Exercises to complete:
- A) Reproduce the opera forum thread word for word, everything from "Now I know why" down to "Carmen's Greatest Hits.".
- B) Extend the forum thread about Porgy and Bess, starting right after its final sentence.

Text to read:

☆ ☆ ☆ ☆ ☆ ☆ ☆

This is interesting - and all very sad. Do I take it then that initially P & B was too much of a hot potato due to it actually portraying a black community in the first place and featuring a black cast, and it's a hot potato now not because of that but because, with the benefit of hindsight, it now faces accusations of negative racial stereotyping? While the earlier ban was disgraceful purely on racial grounds perhaps these latterday arbiters of political correctness ought to get off their high horses and actually speak to artists such as Willard White, Cynthia Haymon etc. who have sung and played the parts with such distinction and ask them what THEY think about it.


----------



## Almaviva (Aug 13, 2010)

Death of Klinghoffer, no doubt. It created major stir, given its relatively favorable view of Palestine terrorists.
As a matter of fact, it's quite neutral and considers both sides' points of view.
But you know that people get really passionate about the Arab-Israeli conflict and any work about it is bound to create controversy.


----------



## AnaMendoza (Jul 29, 2011)

And the film of Porgy and Bess--Sidney Poitier, Dorothy Dandridge, Sammy Davis Jr.-- has been suppressed by the Gershwin estate.


----------



## waldvogel (Jul 10, 2011)

AnaMendoza said:


> And the film of Porgy and Bess--Sidney Poitier, Dorothy Dandridge, Sammy Davis Jr.-- has been suppressed by the Gershwin estate.


Now I know why I can't buy it at Amazon.com, see it on any of the hundreds of TV stations that I receive, or get it at the public library. I remember seeing it on TV, probably back in the 70's, and I was really impressed. I'd love to see it again now that I have a better idea of what constitutes a good opera. Well, we can only hope. _The Manchurian Candidate_ disappeared for about thirty years.

I even liked Otto Preminger's _Carmen Jones_. It's kind of like an American regie production of Carmen's Greatest Hits.


----------



## MAuer (Feb 6, 2011)

waldvogel;200841So the opera is still effectively banned in North America. Nobody wants to cross a picket line of disgruntled activists said:


> Our local opera company plans to perform _Porgy and Bess _in the 2012 season, as does at least one other U.S. company (Opera Delaware). And the Lyric Opera of Chicago staged P&B just a few years ago.

☆ ☆ ☆ ☆ ☆ ☆ ☆

Source excerpt:
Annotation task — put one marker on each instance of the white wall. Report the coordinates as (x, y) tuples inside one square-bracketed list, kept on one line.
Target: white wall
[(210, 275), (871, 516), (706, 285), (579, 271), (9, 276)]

☆ ☆ ☆ ☆ ☆ ☆ ☆

Answers by task:
- A)
Now I know why I can't buy it at Amazon.com, see it on any of the hundreds of TV stations that I receive, or get it at the public library. I remember seeing it on TV, probably back in the 70's, and I was really impressed. I'd love to see it again now that I have a better idea of what constitutes a good opera. Well, we can only hope. _The Manchurian Candidate_ disappeared for about thirty years.

I even liked Otto Preminger's _Carmen Jones_. It's kind of like an American regie production of Carmen's Greatest Hits.

- B)
----------



## sospiro (Apr 3, 2010)

waldvogel said:


> _Porgy and Bess_ has been the subject of controversy since its premiere in 1935. In that period, the subject matter was considered to be "beneath" the standards of grand opera - notwithstanding _Salome_ and _Cavalleria Rusticana_, among others. The compulsory presence of an all-black cast banned productions throughout most of the U.S. as well as Germany. George Gershwin died within two years of the premiere, preventing him from writing more operas, which might have helped re-establish _Porgy and Bess_ in the repertoire.
> 
> After the war, there was a revival of _Porgy and Bess_ starting in the 1950's, but recently the pressure on the opera has come from the left, rather than from the right. All sorts of ridiculous causes such as "cultural appropriation" - yes we know that Puccini was actually Chinese and that Verdi was Spanish - and "inappropriate role models" - as if operas aren't full of much worse characters than Crown and Sportin' Life.
> 
> So the opera is still effectively banned in North America. Nobody wants to cross a picket line of disgruntled activists, and so no opera houses will put it on. And the greatest opera ever written in the New World remains neglected.


Porgy & Bess has just been produced by Seattle opera & received great reviews.


----------



## waldvogel (Jul 10, 2011)

I'm glad to see that _Porgy and Bess_ is getting performed. I don't know if it has ever been performed in Canada - but then again, neither has _Parsifal_. It's just that _Porgy and Bess_ doesn't require 100 musicians in the pit, magical stage effects, and a tenor and baritone (and maybe a soprano) with Wagnerian skills. _Porgy and Bess_ could be successfully performed by a good local company, importing a few singers if required.

I've heard that the Seattle Opera is very good. Unfortunately, Seattle is about as far away from my home in Ontario as London or Paris, so I've never been there.

MAuer, where is your local opera company? If it's a reasonable drive away, I'd like to see this production.


----------



## mamascarlatti (Sep 23, 2009)

Couchie said:


> You have to say why, doorknob.





Almaviva said:


> Death of Klinghoffer, no doubt. It created major stir, given its relatively favorable view of Palestine terrorists.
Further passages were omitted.